▸ **Page excerpt**:

*** Block opens ***

A lawyer for Bic happened to be golfing in San Francisco with Doody of United States Aviation Underwriters, and Doody asked about lawyers in Wisconsin. Without hesitation, the Bic lawyer recommended Katt.
Doody’s case involved a man who suffered a back injury in a crash involving a small Piper aircraft. The plaintiff argued it was pilot error and sued for damages.
“This was a very, very difficult case,” Doody recalls. “We were desperately trying to settle it.”
Desperate or not, the research and preparation helped hook Katt on aviation law. “I loved it,” he says. “I went and fooled around with airplanes like a little kid. We went up and flew around in a couple different Pipers and figured out the flight path and the whole thing—I mean, that’s fun. That’s just cool stuff.”
His memories of the plaintiff’s lawyers are less enthusiastic. “They really were pretty cocky,” he recalls. “They’d been offered good money, and we had it all offered out there right up until the end.”
Instead the case went to trial. “We won, walked away and paid nothing,” Katt says.
“That was a bellwether case for us,” Doody says.
It was a bellwether case for Katt as well. Afterward, he and Leib, whom he’d met in a hotel-fire case in Racine, started their own firm, and Katt began to focus on aviation cases.
Among his cases was the crash in which Chicago radio host Bob Collins’ plane collided with another small plane in Waukegan, Ill., leaving Collins and two others dead. The case sparked multiple lawsuits and Katt was hired to represent Collins’ insurer. “Then the government got sued in the case, and they sued the controllers. There were a lot of lawyers in that case. It settled relatively reasonably,” Katt says. “There just wasn’t that much insurance to go around.”
He also represented Delta Air Lines Inc. in a rare class action suit claiming passengers suffered emotional distress during an emergency landing in Salt Lake City. No one was physically hurt during the incident.
“A day before the statue of limitations runs out, this one person files a claim against Delta claiming emotional distress, all these problems that she’s had since then,” Katt says. “The plaintiff’s attorneys were successful in getting the case certified as a class action. Most of these people didn’t even know they were in the case. In fact, it’s the first class action that was ever certified against an airline in the U.S.”

*** Block closes ***

▸ **Provided data**:

*** Block opens ***

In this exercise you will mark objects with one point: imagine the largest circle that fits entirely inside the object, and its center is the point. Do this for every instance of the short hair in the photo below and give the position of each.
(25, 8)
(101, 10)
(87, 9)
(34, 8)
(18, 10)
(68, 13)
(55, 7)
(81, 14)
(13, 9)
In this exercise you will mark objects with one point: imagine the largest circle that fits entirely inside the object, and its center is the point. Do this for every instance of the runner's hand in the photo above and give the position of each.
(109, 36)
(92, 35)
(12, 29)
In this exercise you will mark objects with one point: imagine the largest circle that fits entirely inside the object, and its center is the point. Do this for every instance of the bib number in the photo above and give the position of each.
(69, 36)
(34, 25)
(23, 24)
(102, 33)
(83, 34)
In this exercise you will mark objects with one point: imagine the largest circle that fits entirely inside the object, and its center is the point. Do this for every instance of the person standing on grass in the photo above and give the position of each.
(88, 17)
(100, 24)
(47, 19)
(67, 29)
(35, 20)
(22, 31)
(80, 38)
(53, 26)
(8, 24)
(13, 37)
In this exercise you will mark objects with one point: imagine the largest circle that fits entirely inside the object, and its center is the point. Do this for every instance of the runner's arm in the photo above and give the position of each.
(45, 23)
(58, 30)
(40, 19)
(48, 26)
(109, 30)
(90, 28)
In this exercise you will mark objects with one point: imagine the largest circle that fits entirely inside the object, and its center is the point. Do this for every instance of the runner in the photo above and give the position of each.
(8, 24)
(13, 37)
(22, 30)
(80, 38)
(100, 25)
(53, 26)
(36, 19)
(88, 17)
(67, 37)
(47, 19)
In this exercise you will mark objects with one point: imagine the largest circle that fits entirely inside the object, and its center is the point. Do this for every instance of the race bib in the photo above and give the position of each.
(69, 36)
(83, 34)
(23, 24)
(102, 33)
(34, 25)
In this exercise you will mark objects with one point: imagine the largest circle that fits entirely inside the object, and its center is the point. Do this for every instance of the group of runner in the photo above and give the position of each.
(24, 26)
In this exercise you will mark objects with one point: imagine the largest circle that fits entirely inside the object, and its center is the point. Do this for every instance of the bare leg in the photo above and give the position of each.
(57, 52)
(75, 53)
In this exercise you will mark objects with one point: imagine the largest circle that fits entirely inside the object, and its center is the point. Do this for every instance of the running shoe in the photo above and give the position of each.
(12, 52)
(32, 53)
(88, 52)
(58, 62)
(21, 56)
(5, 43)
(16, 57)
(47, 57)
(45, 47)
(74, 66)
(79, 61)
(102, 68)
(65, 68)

*** Block closes ***

▸ **Exercise requirements**:
A: List every person named in the passage on Katt's aviation cases.
B: Resume the passage on Katt's aviation cases after its last sentence.

▸ **Answers by task**:
A: Doody, Katt, Leib, Bob Collins

B:
Katt was brought in to replace another set of defense attorneys. “We got that case turned around and settled for—it’s confidential—but really, peanuts,” he says. They also got the class decertified.
More recently, Katt defended a case for Comair, which is owned by Delta. The airline was sued by the survivors of a man who died of cardiac arrest as the plane was descending into LaGuardia Airport from Savannah, Ga. “The claim against us was that we didn’t apply an AED [automated external defibrillator] to him, or provide some other first aid to him, and that we didn’t get him down fast enough,” Katt says. “The medical issues were really interesting because the guy had had prior health problems, so it was a question of, ‘Would an AED even have done any good to the guy?’”
No trial. “We were happy with our settlement,” Katt says. “The client was happy. That’s what I care about.”
Perks come with the job. For the Delta case, as part of his preparation, Katt flew in a simulator to recreate the emergency landing at LaGuardia to see if different flight paths could have landed the plane more quickly. “That’s the first time I’ve been in a simulator,” he says, adding, “I’ve been everywhere. I’ve been all over LaGuardia, I’ve been all over Kennedy. I’ve been up in helicopters, airplanes, control towers.
“It’s like when you’re a little boy. I always wondered, ‘What’s back there?’ Well, then you get to go in.”
“Bill is a rare breed,” Leib says. “He’s a lover of life. He works hard, and the clients and cases mean a lot to him.”
So after studying countless plane crashes, and combing over horrific evidence in many cases, does Katt have a fear of flying? “No,” he says. “Not at all.”